Learn R Programming

lessR (version 2.4.2)

BoxPlot: Boxplot

Description

Abbreviation: bx

Uses the standard R boxplot function, boxplot to display a boxplot in color. Also display the relevant statistics such as the hinges, median and IQR.

If the provided object for which to calculate the box plot is a data frame, then a box plot is calculated for each numeric variable in the data frame and the results written to a pdf file in the current working directory. The name of this file and its path are specified in the output.

Usage

BoxPlot(x=NULL, dframe=mydata, n.cat=getOption("n.cat"), text.out=TRUE, ...)

## S3 method for class 'data.frame': bx(x, n.cat, text.out, \ldots)

## S3 method for class 'default': bx(x, col.box=NULL, col.pts=NULL, col.bg=NULL, col.grid=NULL, colors=c("blue", "gray", "rose", "green", "gold", "red"), cex.axis=.85, col.axis="gray30", col.ticks="gray30", horiz=TRUE, dotplot=FALSE, xlab=NULL, main=NULL, digits.d=NULL, text.out=TRUE, pdf.file=NULL, pdf.width=5, pdf.height=5, ...)

bx(...)

Arguments

x
Variable for which to construct the histogram. Can be a data frame. If not specified with dframe, that is, no variable specified, then the data frame mydata is assumed.
dframe
Optional data frame that contains the variables of interest, default is mydata.
n.cat
When analyzing all the variables in a data frame, specifies the largest number of unique values of variable of a numeric data type for which the variable will be analyzed as a categorical. Set to 0 to turn off.
col.box
Color of the box.
col.pts
Color of any points that designate outliers. By default this is the same color as the box.
col.bg
Color of the plot background.
col.grid
Color of the grid lines.

*Recorded data:*
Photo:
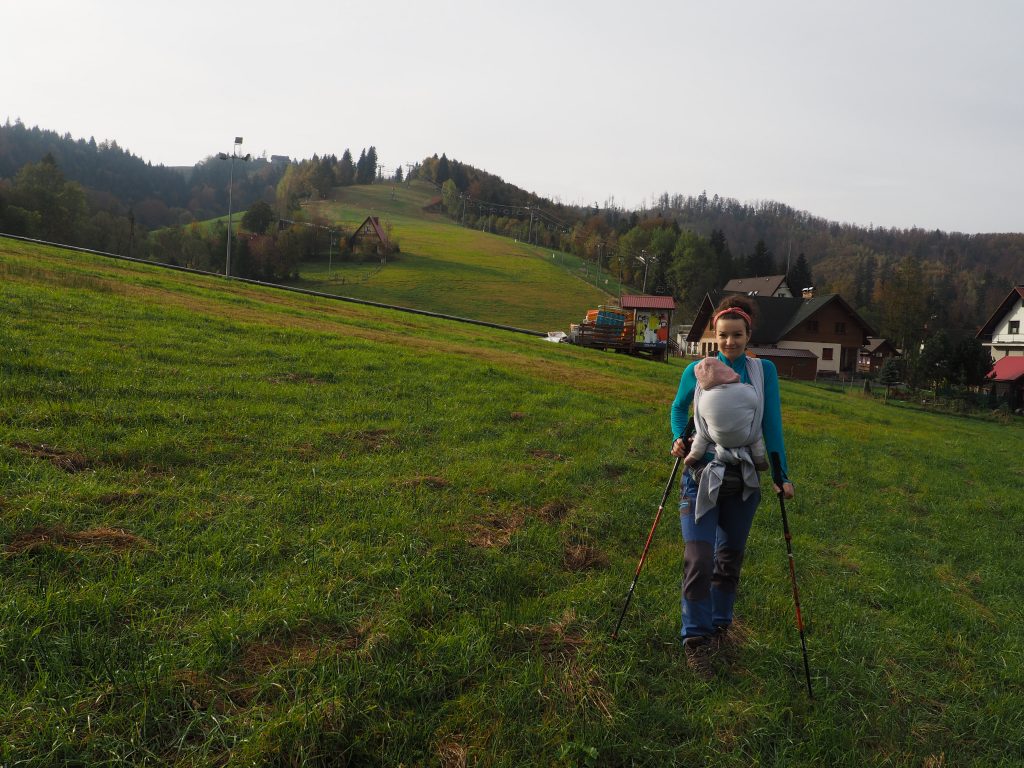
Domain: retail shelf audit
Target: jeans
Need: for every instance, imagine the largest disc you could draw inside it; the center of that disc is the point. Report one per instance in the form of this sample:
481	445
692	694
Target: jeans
713	557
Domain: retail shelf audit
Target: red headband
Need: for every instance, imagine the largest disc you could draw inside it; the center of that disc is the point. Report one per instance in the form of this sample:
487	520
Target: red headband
732	310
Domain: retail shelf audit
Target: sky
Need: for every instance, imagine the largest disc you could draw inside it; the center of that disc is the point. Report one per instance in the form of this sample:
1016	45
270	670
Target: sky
891	113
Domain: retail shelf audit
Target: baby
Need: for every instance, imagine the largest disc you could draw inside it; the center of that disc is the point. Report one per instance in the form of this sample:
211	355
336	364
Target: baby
727	409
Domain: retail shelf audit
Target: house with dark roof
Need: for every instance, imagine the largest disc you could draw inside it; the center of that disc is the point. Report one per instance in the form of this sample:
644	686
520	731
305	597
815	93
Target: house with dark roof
1007	377
1001	333
371	227
772	285
805	338
873	354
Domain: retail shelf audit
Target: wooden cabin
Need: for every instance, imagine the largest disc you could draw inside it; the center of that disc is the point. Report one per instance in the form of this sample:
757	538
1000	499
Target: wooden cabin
794	332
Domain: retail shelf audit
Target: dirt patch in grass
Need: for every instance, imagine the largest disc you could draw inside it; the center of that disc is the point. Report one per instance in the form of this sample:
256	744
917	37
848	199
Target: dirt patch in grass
69	461
553	511
583	686
557	642
121	498
614	471
295	379
583	557
496	529
544	454
432	481
452	752
117	540
302	648
375	439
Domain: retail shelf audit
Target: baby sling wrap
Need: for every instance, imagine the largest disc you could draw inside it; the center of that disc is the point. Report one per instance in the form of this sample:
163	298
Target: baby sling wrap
713	474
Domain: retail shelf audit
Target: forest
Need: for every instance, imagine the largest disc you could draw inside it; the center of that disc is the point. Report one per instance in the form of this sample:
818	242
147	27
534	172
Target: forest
908	284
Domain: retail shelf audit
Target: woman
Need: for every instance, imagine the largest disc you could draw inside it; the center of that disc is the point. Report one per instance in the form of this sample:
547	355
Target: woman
719	498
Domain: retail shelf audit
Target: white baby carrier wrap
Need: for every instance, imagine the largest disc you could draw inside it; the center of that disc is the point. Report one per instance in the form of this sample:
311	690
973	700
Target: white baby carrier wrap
727	407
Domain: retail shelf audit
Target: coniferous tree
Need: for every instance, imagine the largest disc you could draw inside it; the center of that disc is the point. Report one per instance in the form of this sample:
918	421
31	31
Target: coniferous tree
800	275
723	258
761	262
346	169
443	170
360	169
371	165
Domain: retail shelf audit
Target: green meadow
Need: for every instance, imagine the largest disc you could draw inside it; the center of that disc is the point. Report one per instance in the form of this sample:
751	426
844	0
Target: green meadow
455	270
240	526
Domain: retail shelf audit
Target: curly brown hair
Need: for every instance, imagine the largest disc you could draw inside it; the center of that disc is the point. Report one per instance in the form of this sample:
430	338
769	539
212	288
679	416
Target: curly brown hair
741	302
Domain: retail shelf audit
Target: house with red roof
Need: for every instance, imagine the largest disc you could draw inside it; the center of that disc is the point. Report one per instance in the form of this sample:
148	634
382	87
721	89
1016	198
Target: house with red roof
1003	332
1005	339
804	337
1008	380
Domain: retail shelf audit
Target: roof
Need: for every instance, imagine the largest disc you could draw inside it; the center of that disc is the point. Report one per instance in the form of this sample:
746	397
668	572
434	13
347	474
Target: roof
781	352
375	225
766	286
643	301
877	343
1012	298
1008	369
776	316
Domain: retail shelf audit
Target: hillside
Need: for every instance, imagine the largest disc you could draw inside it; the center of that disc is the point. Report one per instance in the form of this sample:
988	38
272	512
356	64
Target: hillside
246	527
451	269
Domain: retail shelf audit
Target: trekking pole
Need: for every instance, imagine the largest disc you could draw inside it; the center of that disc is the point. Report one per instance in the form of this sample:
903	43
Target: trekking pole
636	576
776	471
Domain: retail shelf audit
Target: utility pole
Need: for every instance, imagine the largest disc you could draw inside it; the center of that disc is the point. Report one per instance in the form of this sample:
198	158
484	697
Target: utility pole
230	183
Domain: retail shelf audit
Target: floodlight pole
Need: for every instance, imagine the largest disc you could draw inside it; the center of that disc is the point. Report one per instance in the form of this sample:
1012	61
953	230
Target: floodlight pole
230	186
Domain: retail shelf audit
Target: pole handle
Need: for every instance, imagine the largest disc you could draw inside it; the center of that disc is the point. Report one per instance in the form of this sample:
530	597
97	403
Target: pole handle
776	469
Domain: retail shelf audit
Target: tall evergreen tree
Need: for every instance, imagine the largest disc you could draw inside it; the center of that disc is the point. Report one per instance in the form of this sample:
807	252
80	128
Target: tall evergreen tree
800	275
723	258
371	164
360	169
761	262
346	169
443	170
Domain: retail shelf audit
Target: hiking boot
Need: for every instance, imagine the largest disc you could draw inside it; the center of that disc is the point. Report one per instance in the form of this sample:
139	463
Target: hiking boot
724	644
698	650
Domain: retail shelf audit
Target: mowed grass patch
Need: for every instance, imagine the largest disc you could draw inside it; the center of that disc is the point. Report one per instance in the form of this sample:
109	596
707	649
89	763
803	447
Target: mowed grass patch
451	269
241	527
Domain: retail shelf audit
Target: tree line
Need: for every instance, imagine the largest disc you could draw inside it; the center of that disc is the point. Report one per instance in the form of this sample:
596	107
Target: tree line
906	283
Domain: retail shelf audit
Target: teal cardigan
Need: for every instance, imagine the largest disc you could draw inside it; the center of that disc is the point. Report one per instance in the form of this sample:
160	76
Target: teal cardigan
771	423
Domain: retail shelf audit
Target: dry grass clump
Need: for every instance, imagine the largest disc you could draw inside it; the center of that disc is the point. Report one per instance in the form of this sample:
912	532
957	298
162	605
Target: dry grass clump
102	538
432	481
583	557
69	461
496	529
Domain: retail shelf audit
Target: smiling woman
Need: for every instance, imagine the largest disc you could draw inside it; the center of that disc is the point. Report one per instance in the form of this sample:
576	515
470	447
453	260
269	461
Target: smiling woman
721	489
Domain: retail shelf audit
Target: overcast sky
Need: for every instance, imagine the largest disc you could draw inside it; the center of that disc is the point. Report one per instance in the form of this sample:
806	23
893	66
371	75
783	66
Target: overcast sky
892	114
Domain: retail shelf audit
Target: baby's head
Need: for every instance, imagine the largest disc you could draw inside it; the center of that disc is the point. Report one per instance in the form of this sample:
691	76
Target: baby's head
711	372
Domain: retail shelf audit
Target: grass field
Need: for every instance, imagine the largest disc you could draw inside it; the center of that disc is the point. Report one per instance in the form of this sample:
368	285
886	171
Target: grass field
451	269
245	527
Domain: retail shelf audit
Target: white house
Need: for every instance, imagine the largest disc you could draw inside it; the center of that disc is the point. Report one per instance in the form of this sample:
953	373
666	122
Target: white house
1004	333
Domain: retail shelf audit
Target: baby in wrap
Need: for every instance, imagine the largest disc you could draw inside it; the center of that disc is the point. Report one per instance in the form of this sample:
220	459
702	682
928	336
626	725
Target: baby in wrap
727	409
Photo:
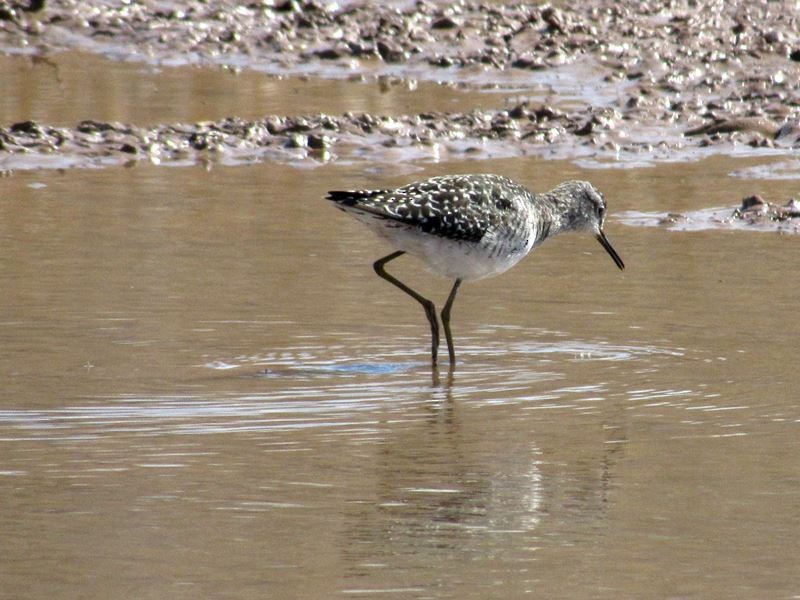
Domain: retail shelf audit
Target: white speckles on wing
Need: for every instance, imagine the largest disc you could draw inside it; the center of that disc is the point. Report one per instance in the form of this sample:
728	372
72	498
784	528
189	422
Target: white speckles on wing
470	226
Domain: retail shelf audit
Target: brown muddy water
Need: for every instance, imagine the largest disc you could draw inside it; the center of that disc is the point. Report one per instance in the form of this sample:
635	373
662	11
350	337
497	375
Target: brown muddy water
207	393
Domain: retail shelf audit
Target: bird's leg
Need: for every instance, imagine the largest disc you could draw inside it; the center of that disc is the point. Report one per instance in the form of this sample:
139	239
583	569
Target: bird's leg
446	322
430	309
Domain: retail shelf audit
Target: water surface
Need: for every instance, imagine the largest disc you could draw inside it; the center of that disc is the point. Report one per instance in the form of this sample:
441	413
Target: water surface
208	393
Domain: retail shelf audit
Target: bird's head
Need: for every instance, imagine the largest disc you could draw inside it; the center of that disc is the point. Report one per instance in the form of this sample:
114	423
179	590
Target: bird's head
585	210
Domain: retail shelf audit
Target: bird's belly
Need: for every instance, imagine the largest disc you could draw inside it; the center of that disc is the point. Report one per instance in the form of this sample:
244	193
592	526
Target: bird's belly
456	259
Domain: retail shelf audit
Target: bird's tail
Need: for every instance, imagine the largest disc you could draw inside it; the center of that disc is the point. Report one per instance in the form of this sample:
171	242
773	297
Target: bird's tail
346	198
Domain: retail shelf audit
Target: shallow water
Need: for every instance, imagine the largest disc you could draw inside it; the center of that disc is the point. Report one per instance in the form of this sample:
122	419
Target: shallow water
208	393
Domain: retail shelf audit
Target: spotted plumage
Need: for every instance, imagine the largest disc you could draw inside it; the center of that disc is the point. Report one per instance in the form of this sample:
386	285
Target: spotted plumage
467	227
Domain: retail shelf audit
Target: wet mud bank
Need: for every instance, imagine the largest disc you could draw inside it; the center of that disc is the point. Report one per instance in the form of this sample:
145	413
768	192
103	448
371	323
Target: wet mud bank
665	81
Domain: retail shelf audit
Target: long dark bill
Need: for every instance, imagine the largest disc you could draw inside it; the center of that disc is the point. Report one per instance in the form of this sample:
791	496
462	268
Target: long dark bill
601	237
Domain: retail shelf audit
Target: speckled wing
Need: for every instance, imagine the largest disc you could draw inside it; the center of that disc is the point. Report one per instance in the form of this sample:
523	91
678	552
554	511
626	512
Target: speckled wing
453	207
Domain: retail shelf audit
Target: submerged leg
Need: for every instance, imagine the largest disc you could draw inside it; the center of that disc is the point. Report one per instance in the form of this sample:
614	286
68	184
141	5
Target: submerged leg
446	322
430	309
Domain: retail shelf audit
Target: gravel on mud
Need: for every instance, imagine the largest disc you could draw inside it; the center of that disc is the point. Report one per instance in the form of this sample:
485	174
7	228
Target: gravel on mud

*Tasks:*
- 1) Output everything in the BoxPlot documentation from "Learn R Programming" down to "median and IQR.".
- 2) According to the BoxPlot documentation, what color are outlier points by default?

*Results of the tasks:*
- 1)
Learn R Programming

lessR (version 2.4.2)

BoxPlot: Boxplot

Description

Abbreviation: bx

Uses the standard R boxplot function, boxplot to display a boxplot in color. Also display the relevant statistics such as the hinges, median and IQR.

- 2) The same color as the box.